EXERCISE PASSAGE
Schore (2012) writes that radical expansion of knowledge in social and affective neuroscience and the paradigm shift (from a focus on cognition to emotion) has implication for the political and cultural organisation of society. McGilChrist (2009) notes how the right hemisphere perceives a world of “interconnected, implicit, incarnate living beings within the context of the lived world…and to this world it exists in a relationship of care” (p.174). The world of the left hemisphere, by contrast, is one that creates abstraction and the power to manipulate things that are seen as static, isolated decontextualised and disembodied (ultimately lifeless). Schore (2012) agrees with McGilChrist that the left hemisphere is increasingly prominent in the modern world with disastrous consequences. Our cultural understandings of mental and physical health, in addition to the aims of education overstress logical, analytic thinking over holistic functioning that is bodily-based – relational right brain capacities essential for homeostasis and survival.

Schore (2012) highlights the irony that at a time when researchers are making discoveries in right brain social-emotional models of optimal development as well as right brain models of aetiologies and treatment of psychopathology, cutbacks are being imposed on practitioners. The reasoning for this is supposedly objective economic concerns but the paradigm shift indicates unconscious forces are playing a role here. The left-brain world, according to McGilChrist is one that can’t see the big picture, focuses on quantity rather than quality, creates bureaucracy, values technology over human interaction, and devalues the unique and the personal. In this world fewer people find themselves doing work which involves contact with anything in the alive world but instead are engaged in paperwork, management and bureaucracy. Technology flourishes as it serves the left hemisphere’s desire to manipulate and control the world for its own pleasure. This world, says Schore, not only dominates the culture now, but also the mental health field in particular, evidenced by an overemphasis on psychopharmacology, over-idealization of ‘evidence-based’ treatment and underappreciation of the large body of evidence supporting the effectiveness of the therapeutic relationship.

LIST OF TASKS
**1.** For the passage on hemispheres and culture, decide whether each statement agrees with it. Answer yes or no for each, and quote the exact words that decide it.
(a) McGilChrist describes the right hemisphere as existing in a relationship of care to the world it perceives.
(b) Schore disputes McGilChrist's view that the left hemisphere is increasingly prominent in the modern world.
(c) McGilChrist says the left-brain world focuses on quality rather than quantity.
**2.** Answer these questions from the passage on hemispheres and culture:
(a) What is the paradigm shift in social and affective neuroscience a shift from and to?
(b) What is being imposed on practitioners while researchers make discoveries in right brain models?
(c) What three things show that the left-brain world dominates the mental health field?
**3.** Pick up the passage on hemispheres and culture after its last sentence and continue it.

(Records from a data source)
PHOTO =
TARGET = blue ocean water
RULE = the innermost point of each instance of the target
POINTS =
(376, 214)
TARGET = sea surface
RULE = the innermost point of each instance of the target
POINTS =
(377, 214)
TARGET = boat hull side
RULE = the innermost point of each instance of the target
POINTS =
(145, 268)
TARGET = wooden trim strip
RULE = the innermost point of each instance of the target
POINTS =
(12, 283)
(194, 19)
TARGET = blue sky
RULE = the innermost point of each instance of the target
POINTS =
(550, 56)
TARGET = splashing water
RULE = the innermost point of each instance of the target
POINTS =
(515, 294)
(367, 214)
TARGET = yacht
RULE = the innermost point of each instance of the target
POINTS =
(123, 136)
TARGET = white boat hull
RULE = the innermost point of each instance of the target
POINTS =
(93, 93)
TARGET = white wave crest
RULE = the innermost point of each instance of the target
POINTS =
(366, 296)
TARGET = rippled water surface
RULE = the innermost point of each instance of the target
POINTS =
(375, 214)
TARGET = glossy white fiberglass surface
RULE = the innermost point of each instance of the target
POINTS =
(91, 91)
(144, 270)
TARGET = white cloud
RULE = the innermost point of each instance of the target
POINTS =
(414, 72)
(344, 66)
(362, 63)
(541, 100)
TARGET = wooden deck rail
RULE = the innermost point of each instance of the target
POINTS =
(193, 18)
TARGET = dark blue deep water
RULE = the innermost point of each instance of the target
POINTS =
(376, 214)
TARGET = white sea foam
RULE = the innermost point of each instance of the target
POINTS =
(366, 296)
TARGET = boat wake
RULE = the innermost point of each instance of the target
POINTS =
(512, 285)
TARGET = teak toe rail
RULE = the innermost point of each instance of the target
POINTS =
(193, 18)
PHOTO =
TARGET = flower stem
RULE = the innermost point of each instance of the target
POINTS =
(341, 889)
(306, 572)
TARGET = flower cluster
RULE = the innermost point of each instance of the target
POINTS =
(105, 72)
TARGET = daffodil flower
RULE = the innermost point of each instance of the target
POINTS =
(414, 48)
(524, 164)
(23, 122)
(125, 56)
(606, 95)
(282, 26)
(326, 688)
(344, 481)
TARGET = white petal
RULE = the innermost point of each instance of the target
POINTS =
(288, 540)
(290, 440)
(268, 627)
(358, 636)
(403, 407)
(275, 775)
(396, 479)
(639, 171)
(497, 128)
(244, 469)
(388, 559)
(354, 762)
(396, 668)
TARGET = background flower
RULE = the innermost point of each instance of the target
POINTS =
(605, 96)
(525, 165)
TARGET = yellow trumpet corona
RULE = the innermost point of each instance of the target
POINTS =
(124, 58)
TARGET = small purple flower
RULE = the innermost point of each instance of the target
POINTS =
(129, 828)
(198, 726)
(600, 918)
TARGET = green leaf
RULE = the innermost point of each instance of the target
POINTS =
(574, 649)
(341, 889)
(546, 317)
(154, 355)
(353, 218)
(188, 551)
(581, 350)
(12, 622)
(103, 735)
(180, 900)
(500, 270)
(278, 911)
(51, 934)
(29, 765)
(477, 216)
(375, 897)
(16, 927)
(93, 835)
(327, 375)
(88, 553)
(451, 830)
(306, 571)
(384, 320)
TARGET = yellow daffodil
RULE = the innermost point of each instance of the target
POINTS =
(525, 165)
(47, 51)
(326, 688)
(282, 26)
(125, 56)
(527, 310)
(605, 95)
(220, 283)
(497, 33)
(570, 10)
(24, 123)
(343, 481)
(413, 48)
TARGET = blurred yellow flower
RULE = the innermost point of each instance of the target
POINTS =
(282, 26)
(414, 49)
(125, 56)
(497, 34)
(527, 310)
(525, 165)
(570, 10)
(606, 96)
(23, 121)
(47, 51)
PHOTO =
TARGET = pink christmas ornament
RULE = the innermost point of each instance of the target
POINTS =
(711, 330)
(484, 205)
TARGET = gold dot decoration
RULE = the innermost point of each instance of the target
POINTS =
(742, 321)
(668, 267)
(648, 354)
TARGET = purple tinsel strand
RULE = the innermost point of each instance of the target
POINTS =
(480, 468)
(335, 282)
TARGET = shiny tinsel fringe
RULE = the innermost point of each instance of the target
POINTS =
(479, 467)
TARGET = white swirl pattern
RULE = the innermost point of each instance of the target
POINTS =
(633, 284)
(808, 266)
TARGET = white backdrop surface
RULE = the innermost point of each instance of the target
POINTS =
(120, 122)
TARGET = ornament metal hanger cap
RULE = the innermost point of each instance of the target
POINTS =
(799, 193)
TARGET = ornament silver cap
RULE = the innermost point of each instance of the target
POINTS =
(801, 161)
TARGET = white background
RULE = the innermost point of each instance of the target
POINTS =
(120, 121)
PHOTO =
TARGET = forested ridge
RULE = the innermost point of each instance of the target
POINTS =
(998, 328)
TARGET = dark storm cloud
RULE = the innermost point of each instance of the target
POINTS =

RESPONSES PER TASK
**1.**
(a) Yes: "and to this world it exists in a relationship of care"
(b) No: "Schore (2012) agrees with McGilChrist that the left hemisphere is increasingly prominent in the modern world"
(c) No: "focuses on quantity rather than quality"

**2.**
(a) From a focus on cognition to emotion.
(b) Cutbacks.
(c) An overemphasis on psychopharmacology, over-idealization of 'evidence-based' treatment, and underappreciation of the large body of evidence supporting the effectiveness of the therapeutic relationship.

**3.**
The paradigm shift has created a quantum leap in understanding some of the fundamental questions of the human condition that are clarified by the discovery of the early developing right brain (Schore, 2012). Referring to findings in developmental science, Schore notes the discovery of the origin of disease in developmental and biological disruptions in early life. We need now to use this knowledge to reflect and act upon what is needed to provide optimal human context for mental and physical health at the individual, family and cultural levels. As a culture we need to develop the person’s adaptive capacity to relate socially and emotionally to other human beings through right brain functions of intersubjective communication, processing of affect, empathy and interactive stress regulation.

Studies on the critical survival functions of the right brain can be applied to cultures as well as individual’s, including animal cultures (Schore, 2012). This knowledge can develop complex models of human growth and development that aim to optimise brain plasticity and therefore human potential. This is particularly true for brain development in infancy, a critical period during which a ‘growth spurt’ occurs. Other professions can be greatly enhanced by this knowledge.

Schore (2012) offers sociological psychiatric data showing that various aspects of the human condition are showing clinical signs of severe stress manifesting as increase emotional disorders in childhood and adolescence. Previous developmental (cognitively focused models) asserted that all children are resilient. A large body of developmental neuroscience shows that children are not resilient but malleable for better or worse. There is compelling evidence that developmental adversity and biological disruption is rapidly increasing in the early years.

References

McGilchrist, I. (2009). The master and his emissary: The divided brain and the making of the western world (2nd ed.). Yale University Press.

Schore, A. N. (2012). The science of the art of psychotherapy (Norton series on interpersonal neurobiology). W. W. Norton & Company.